→ EXERCISE
Starting at the top of the entries, restate word for word each line up to and including the one with "Target: boy's foot".

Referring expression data
•••••
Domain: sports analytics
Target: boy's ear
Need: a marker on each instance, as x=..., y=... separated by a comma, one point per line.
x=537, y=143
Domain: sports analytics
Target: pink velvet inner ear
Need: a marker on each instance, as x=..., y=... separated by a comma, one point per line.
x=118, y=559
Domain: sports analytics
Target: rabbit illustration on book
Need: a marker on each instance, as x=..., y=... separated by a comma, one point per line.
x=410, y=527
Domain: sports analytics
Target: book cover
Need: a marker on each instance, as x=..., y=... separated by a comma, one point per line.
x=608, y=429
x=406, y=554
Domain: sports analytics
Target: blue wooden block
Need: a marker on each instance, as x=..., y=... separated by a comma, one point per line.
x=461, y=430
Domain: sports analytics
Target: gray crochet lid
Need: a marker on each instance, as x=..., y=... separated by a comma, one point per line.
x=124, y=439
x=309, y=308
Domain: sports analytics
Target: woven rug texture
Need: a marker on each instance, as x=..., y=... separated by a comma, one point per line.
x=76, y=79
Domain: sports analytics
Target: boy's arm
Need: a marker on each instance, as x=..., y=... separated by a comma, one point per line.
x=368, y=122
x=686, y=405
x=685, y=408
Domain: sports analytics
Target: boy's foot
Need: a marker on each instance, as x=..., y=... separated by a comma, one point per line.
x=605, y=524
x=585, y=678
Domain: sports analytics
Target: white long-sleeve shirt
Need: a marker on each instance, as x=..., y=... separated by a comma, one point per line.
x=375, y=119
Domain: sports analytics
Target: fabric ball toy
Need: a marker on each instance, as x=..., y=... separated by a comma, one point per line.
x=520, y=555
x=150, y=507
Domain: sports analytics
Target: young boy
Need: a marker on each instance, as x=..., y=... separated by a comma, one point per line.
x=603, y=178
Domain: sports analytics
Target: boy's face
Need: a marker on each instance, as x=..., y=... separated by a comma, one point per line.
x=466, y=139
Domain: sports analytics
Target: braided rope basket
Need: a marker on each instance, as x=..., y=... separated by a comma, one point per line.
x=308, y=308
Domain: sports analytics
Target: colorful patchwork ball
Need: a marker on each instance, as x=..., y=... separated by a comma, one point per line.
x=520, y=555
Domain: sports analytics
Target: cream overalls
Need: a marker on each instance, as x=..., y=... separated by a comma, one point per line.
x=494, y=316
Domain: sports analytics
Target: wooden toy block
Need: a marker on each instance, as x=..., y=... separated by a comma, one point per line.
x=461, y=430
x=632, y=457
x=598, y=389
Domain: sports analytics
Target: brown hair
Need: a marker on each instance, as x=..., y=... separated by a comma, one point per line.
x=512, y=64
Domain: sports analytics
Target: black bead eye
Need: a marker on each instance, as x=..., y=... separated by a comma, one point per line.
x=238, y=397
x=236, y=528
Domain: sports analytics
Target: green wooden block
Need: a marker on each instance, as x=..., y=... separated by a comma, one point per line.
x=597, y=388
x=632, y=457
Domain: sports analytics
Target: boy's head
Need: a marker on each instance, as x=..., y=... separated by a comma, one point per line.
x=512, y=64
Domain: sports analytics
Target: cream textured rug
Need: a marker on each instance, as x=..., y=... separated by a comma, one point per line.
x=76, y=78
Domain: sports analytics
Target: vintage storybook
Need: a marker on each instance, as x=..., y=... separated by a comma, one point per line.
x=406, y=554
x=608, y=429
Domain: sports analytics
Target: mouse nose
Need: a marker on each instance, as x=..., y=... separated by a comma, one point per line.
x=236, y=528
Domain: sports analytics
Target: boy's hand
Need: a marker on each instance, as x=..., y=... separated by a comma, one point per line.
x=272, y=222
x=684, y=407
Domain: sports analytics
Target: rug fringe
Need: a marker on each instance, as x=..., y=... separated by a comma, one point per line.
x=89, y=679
•••••
→ EXPECTED OUTPUT
Domain: sports analytics
Target: boy's ear
Need: a marker on each instance, as x=..., y=... separated by a comma, one point per line.
x=537, y=143
Domain: sports analytics
Target: pink velvet inner ear
Need: a marker on each instance, as x=..., y=... separated by a comma, one point per line.
x=118, y=559
Domain: sports analytics
Target: rabbit illustration on book
Need: a marker on each instance, as x=..., y=... separated by a comma, one point per line.
x=410, y=527
Domain: sports analytics
Target: book cover
Need: a marker on each instance, as x=..., y=... separated by a comma, one point per line.
x=608, y=429
x=406, y=554
Domain: sports analytics
Target: blue wooden block
Need: a marker on each instance, as x=..., y=... separated by a comma, one point per line.
x=461, y=430
Domain: sports analytics
Target: gray crochet lid
Need: a marker on each instance, as x=..., y=... separated by a comma, one point per line.
x=124, y=439
x=309, y=308
Domain: sports analytics
Target: woven rug texture
Need: a marker on each instance, as x=..., y=... separated by a comma, one point per line.
x=76, y=79
Domain: sports analytics
Target: boy's arm
Need: a marker on each instance, as x=..., y=... separated by a comma, one point per line.
x=368, y=122
x=686, y=405
x=685, y=408
Domain: sports analytics
Target: boy's foot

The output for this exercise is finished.